Required task 1: Reproduce the article on configuring agile project management tools word for word, from its title through the end of the first best practice.

Document passage:
==========

10 Best Practices in Configuring your Agile Project Management Tools

Scrum Board
If you are serious about agile development then you most likely selected a tool to enable team collaboration and manage the backlog, sprints, and releases. While I have heard of some teams and even organizations staying low tech and using stickies, cards, or spreadsheets, it's really hard to scale to multiple teams, manage distributed teams, or develop metrics to support process improvements without an agile tool in place that is configured to match the practice.

I am not here to preach one tool over another and have experience using different products over my last three agile transformations.  However, I believe that whatever tool you select needs to be configured properly to match the release cycle, sprint schedule, and other practice standards. While the agile practices that I have used across three companies have slightly different mechanics to match the specific business needs, there are several best practices that I can recommend to everyone

  1. One team, one backlog - This seems obvious but can become more difficult when there are multiple product owners for different products that need to be fulfilled by the same team. Another issue is when resources with specialized skills are needed part time across multiple teams. While there are different ways to handle these issues from a process standpoint, it is often better to configure agile tools to handle the basics. Agile tools help teams commit and report on team productivity, so it's best to configure them so that the team operates off a single backlog. So for multiple product owners but one team, implement one backlog.

==========

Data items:

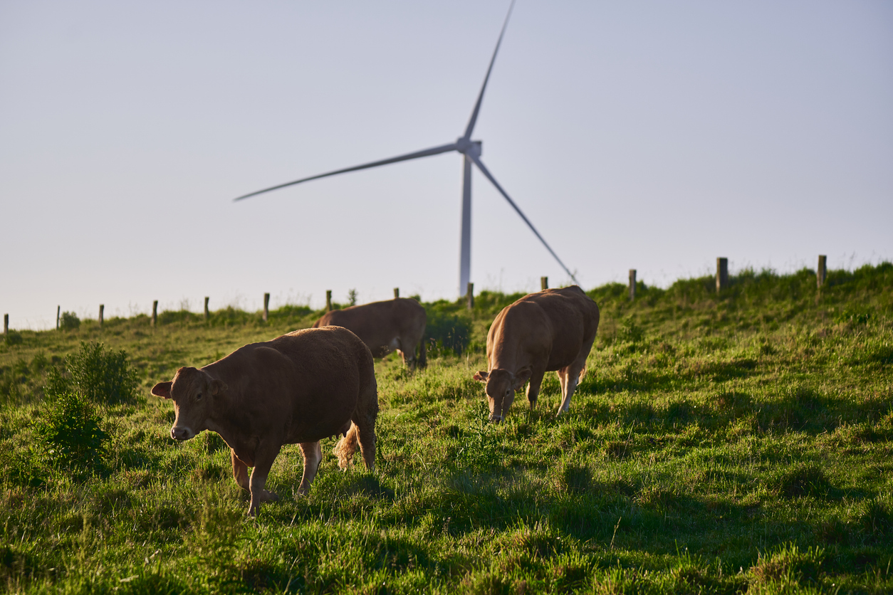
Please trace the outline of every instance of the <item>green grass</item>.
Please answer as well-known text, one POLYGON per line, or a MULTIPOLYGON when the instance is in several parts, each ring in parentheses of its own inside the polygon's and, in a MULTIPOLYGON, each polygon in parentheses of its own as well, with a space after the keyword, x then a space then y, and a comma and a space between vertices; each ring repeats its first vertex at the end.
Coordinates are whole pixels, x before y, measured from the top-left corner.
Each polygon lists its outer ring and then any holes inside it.
MULTIPOLYGON (((377 364, 377 471, 338 469, 309 497, 296 446, 257 519, 213 434, 179 443, 148 395, 179 366, 309 326, 318 312, 233 310, 85 320, 0 344, 0 585, 17 592, 893 591, 893 266, 746 271, 662 290, 597 287, 602 323, 571 413, 558 382, 485 423, 483 346, 518 295, 411 375, 377 364), (123 349, 140 396, 96 405, 106 454, 74 473, 39 454, 51 369, 82 341, 123 349)), ((433 314, 432 314, 433 313, 433 314)), ((458 323, 457 323, 458 324, 458 323)), ((446 344, 443 343, 443 344, 446 344)))

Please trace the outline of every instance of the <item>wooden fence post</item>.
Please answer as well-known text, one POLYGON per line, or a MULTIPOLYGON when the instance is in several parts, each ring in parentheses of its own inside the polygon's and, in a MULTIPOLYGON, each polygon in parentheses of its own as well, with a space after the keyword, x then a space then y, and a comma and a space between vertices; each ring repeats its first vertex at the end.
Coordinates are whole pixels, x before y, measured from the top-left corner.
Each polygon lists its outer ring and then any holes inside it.
POLYGON ((716 293, 729 285, 729 259, 716 259, 716 293))

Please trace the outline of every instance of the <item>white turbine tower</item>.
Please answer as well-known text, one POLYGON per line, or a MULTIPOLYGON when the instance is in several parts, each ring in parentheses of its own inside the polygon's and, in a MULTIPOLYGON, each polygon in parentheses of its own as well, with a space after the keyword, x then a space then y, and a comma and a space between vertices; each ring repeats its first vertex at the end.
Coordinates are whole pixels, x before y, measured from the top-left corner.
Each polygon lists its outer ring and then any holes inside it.
POLYGON ((472 132, 474 130, 474 125, 478 121, 478 112, 480 111, 480 102, 484 98, 484 90, 487 88, 487 81, 489 80, 490 71, 493 70, 493 62, 496 62, 497 53, 499 51, 499 45, 502 43, 503 35, 505 34, 505 27, 508 25, 508 19, 512 14, 512 7, 514 5, 514 0, 512 0, 512 4, 508 8, 508 14, 505 15, 505 21, 503 23, 502 31, 499 33, 499 39, 497 41, 497 47, 493 50, 493 57, 490 58, 490 65, 487 69, 487 76, 484 77, 484 84, 480 87, 480 94, 478 95, 478 101, 474 104, 474 111, 472 112, 472 118, 468 120, 468 126, 465 127, 465 134, 456 139, 455 143, 450 143, 449 145, 442 145, 440 146, 436 146, 430 149, 425 149, 424 151, 417 151, 415 153, 410 153, 405 155, 400 155, 398 157, 391 157, 390 159, 383 159, 380 161, 372 161, 371 163, 364 163, 363 165, 355 165, 352 168, 345 168, 344 169, 337 169, 335 171, 330 171, 324 174, 319 174, 317 176, 311 176, 310 178, 302 178, 301 179, 295 180, 294 182, 287 182, 286 184, 280 184, 279 186, 271 186, 269 188, 264 188, 263 190, 258 190, 257 192, 253 192, 249 194, 244 194, 235 199, 240 201, 243 198, 248 198, 249 196, 255 196, 256 194, 262 194, 265 192, 270 192, 271 190, 278 190, 279 188, 284 188, 286 186, 294 186, 296 184, 300 184, 301 182, 308 182, 312 179, 319 179, 320 178, 328 178, 329 176, 335 176, 337 174, 343 174, 348 171, 356 171, 358 169, 366 169, 368 168, 374 168, 380 165, 387 165, 388 163, 396 163, 397 161, 405 161, 410 159, 418 159, 419 157, 429 157, 430 155, 437 155, 441 153, 447 153, 449 151, 457 151, 464 156, 464 170, 463 176, 463 186, 462 186, 462 240, 459 249, 459 295, 463 296, 465 294, 468 287, 468 282, 471 278, 471 268, 472 268, 472 164, 473 163, 480 169, 480 173, 484 174, 487 179, 493 183, 493 186, 497 187, 508 203, 512 205, 512 208, 521 215, 521 219, 524 219, 524 223, 527 227, 534 233, 534 235, 543 243, 546 249, 549 251, 549 253, 555 257, 555 260, 558 261, 558 264, 562 266, 564 272, 573 279, 574 283, 578 283, 577 277, 573 276, 573 273, 564 266, 558 255, 555 254, 555 251, 547 244, 543 236, 539 235, 537 228, 533 227, 530 219, 522 212, 518 205, 514 203, 514 201, 508 195, 499 183, 497 182, 496 178, 489 172, 483 162, 480 161, 480 145, 481 143, 479 140, 472 140, 472 132))

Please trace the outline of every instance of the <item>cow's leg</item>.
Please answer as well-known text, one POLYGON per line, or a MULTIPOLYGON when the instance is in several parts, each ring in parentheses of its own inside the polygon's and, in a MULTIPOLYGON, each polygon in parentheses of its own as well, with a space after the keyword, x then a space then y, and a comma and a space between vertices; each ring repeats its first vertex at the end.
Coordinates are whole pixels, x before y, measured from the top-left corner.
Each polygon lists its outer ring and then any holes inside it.
POLYGON ((375 470, 375 420, 379 417, 378 388, 373 382, 360 395, 360 402, 354 411, 353 420, 359 434, 360 451, 366 468, 375 470))
MULTIPOLYGON (((593 337, 593 341, 595 341, 595 337, 593 337)), ((559 415, 571 409, 571 397, 573 396, 573 392, 577 390, 577 384, 580 384, 580 376, 586 371, 586 358, 589 355, 589 350, 592 349, 592 342, 589 342, 589 344, 584 345, 584 347, 585 349, 580 351, 580 354, 577 356, 574 362, 565 368, 567 370, 565 375, 566 380, 564 381, 561 407, 558 408, 559 415)))
POLYGON ((304 476, 301 477, 301 486, 297 493, 305 496, 310 492, 310 484, 316 476, 316 472, 322 462, 322 447, 320 441, 315 442, 301 442, 301 454, 304 455, 304 476))
POLYGON ((567 370, 570 366, 565 366, 560 370, 556 370, 555 374, 558 376, 558 384, 561 384, 561 396, 563 397, 567 394, 567 370))
POLYGON ((251 479, 248 480, 251 489, 251 506, 248 507, 248 515, 252 516, 257 515, 257 511, 261 509, 261 502, 279 500, 275 492, 263 488, 267 483, 267 475, 270 475, 273 461, 276 460, 276 455, 281 448, 278 441, 262 442, 257 446, 257 451, 255 453, 255 468, 251 472, 251 479))
POLYGON ((539 387, 543 384, 543 376, 546 370, 535 368, 530 372, 530 383, 527 385, 527 401, 530 404, 532 410, 537 406, 537 397, 539 396, 539 387))
POLYGON ((232 475, 236 478, 236 483, 246 492, 251 492, 251 487, 248 485, 248 466, 236 456, 235 450, 230 450, 230 456, 232 459, 232 475))

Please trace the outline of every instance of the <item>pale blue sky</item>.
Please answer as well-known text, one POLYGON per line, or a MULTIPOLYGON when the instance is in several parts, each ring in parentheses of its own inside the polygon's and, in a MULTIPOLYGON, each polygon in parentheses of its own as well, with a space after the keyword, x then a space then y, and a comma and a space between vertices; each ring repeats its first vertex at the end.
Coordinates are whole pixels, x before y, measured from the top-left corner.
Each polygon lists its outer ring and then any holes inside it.
MULTIPOLYGON (((456 153, 507 2, 0 2, 13 328, 457 294, 456 153)), ((586 288, 893 260, 893 4, 518 0, 474 137, 586 288)), ((477 172, 472 279, 566 275, 477 172)))

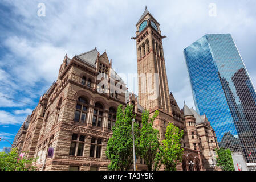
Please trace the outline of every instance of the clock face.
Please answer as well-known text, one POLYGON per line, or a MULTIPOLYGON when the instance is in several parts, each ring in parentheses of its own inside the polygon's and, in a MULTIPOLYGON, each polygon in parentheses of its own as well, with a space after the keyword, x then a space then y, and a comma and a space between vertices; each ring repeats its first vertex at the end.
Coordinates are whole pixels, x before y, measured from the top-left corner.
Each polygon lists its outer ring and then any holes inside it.
POLYGON ((156 24, 156 23, 155 23, 154 22, 153 22, 152 20, 150 21, 150 23, 151 24, 151 26, 155 28, 156 29, 156 31, 157 31, 157 27, 156 24))
POLYGON ((144 30, 145 27, 147 26, 147 20, 144 21, 140 24, 140 28, 139 28, 139 31, 140 32, 143 30, 144 30))

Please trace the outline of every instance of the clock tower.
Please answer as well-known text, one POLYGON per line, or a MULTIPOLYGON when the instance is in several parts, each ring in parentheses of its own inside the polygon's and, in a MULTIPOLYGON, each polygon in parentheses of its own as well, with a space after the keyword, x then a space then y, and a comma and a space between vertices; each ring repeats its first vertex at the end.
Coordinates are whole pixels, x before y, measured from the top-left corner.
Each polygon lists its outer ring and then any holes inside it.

==========

Required task 2: Gather every line in the listing above that contains the word "clock", and copy each one in full.

Task output 1:
10 Best Practices in Configuring your Agile Project Management Tools

Scrum Board
If you are serious about agile development then you most likely selected a tool to enable team collaboration and manage the backlog, sprints, and releases. While I have heard of some teams and even organizations staying low tech and using stickies, cards, or spreadsheets, it's really hard to scale to multiple teams, manage distributed teams, or develop metrics to support process improvements without an agile tool in place that is configured to match the practice.

I am not here to preach one tool over another and have experience using different products over my last three agile transformations.  However, I believe that whatever tool you select needs to be configured properly to match the release cycle, sprint schedule, and other practice standards. While the agile practices that I have used across three companies have slightly different mechanics to match the specific business needs, there are several best practices that I can recommend to everyone

  1. One team, one backlog - This seems obvious but can become more difficult when there are multiple product owners for different products that need to be fulfilled by the same team. Another issue is when resources with specialized skills are needed part time across multiple teams. While there are different ways to handle these issues from a process standpoint, it is often better to configure agile tools to handle the basics. Agile tools help teams commit and report on team productivity, so it's best to configure them so that the team operates off a single backlog. So for multiple product owners but one team, implement one backlog.

Task output 2:
Please trace the outline of every instance of the clock face.
Please trace the outline of every instance of the clock tower.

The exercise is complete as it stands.